- _Problems_:
a) Extract everything from "Focusing on 2" down to "complicated." from the post about building a DIY GPSDO, copying it word for word.
b) Write what comes next in the post about building a DIY GPSDO, picking up after its last sentence.

- _Selected excerpt_:
^^^^^^^^^^^^^^^^

[time-nuts] Advise on building a DIY GPSDO?

Bob Camp kb8tq at n1k.org
Mon Apr 4 02:02:41 UTC 2016


HI

Ok, let’s back up a bit. The first question is: why? 

There are a few basic answers ( and many not so basic ones):

1) Because you want to save money over the $40 GPSDO’s that are on eBay.

2) Because you want to learn how a GPSDO works.

3) Because you want to make a GPSDO that performs better in a specific application 

If it’s 1, I’d suggest that you will have a hard time doing a useful  one up design for less than 
you can buy a surplus unit for. I’d extend that to include the wide range of of units in the < $200
delivered price range. 

If it’s 2 or 3, you will need a pretty well equipped bench to make much headway. The cost and time
associated with those bits and pieces is not at all trivial. You both need good measurement 
capability *and* a lab standard to compare to. 

The next question is: what for?

Again a few basic answers: 

1) Anything that works at all is fine, it’s just an experiment. 

2) It’s going to be a lab standard that drives the following gear …..

3) It will drive my 100 GHz narrowband data radio project 

Focusing on 2 and 3:

Phase noise is going to be pretty important for a microwave system. Short term stability will be 
important for things like frequent counters. A design that does both *is* possible. It also is fairly
complicated.

^^^^^^^^^^^^^^^^

- _Entries provided_:
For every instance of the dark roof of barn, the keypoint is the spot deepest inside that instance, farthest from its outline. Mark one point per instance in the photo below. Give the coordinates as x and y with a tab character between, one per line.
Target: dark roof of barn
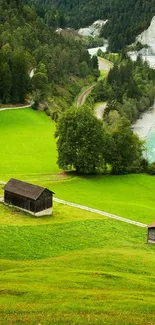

^^^^^^^^^^^^^^^^

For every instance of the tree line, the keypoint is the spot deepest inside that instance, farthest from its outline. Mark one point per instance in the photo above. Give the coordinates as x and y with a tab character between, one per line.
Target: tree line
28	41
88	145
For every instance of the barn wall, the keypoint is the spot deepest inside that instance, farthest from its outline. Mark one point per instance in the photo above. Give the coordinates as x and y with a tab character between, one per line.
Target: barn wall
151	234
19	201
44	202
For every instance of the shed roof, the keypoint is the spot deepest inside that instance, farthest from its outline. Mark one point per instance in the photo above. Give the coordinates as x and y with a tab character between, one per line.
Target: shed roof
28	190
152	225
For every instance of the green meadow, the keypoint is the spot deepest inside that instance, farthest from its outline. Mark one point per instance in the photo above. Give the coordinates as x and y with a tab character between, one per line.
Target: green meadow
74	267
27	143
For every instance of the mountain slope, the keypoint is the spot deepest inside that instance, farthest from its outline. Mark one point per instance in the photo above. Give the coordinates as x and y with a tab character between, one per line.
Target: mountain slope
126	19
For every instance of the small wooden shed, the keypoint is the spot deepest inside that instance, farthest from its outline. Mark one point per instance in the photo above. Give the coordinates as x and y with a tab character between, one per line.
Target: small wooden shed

^^^^^^^^^^^^^^^^

- _Answers in order_:
a)
Focusing on 2 and 3:

Phase noise is going to be pretty important for a microwave system. Short term stability will be 
important for things like frequent counters. A design that does both *is* possible. It also is fairly
complicated.

b)
Each of these decisions loop back and drive the bench gear you will need under the first question. 

Lots of branches and that’s only two questions.

Bob



> On Apr 3, 2016, at 6:04 PM, Nicolas Braud-Santoni <nicolas at braud-santoni.eu> wrote:
> 
> Hi,
> 
> I've been slowly becoming a fellow timenut over the last few years,
>  though said nuttery had yet to go beyond adding some wiring to
>  get the PPS signal out of my GPS and into my NTPd.
> 
> 
> Lately, I have been looking into designing & building a home-brew
>  GPSDO (and my copy of TAoE 3rd ed. came in quite handy), but quite
>  a few questions came up:
> 
> - Does it indeed make sense to build a GPSDO using an “ordinary”
>  high-quality oscillator? (as opposed to using a Ru standard)
> 
>  It seems that decomissioned rubidium standards are large, rather
>  expensive (hundreds of €), consume lots of power and have
>  uncertain lifetime.
> 
> - Are there recommendations people can make for not-too-expensive
>  VCOs to use in a GPSDO?
> 
> - Are there GPS modules that people here can recommend?
> 
>  I have been looking at the uBlox NEO-7 and the GNS TC6000GN-P1
>  GPS modules.  Both retail around 40€, and promise <100ns PPS jitter.
>  I would probably prefer the NEO-7, because uBlox makes more precise
>  PPS jitter claims for GPS, with 30ns RMS and 60ns for 99 percentile.
> 
> 
> - Some GPS chips offer higher-frequency pulse signals: are those
>  generated with an on-chip PLL?  If not, does it make sense to feed
>  this to the PLL, instead of the 1Hz pulse, to get higher loop gain?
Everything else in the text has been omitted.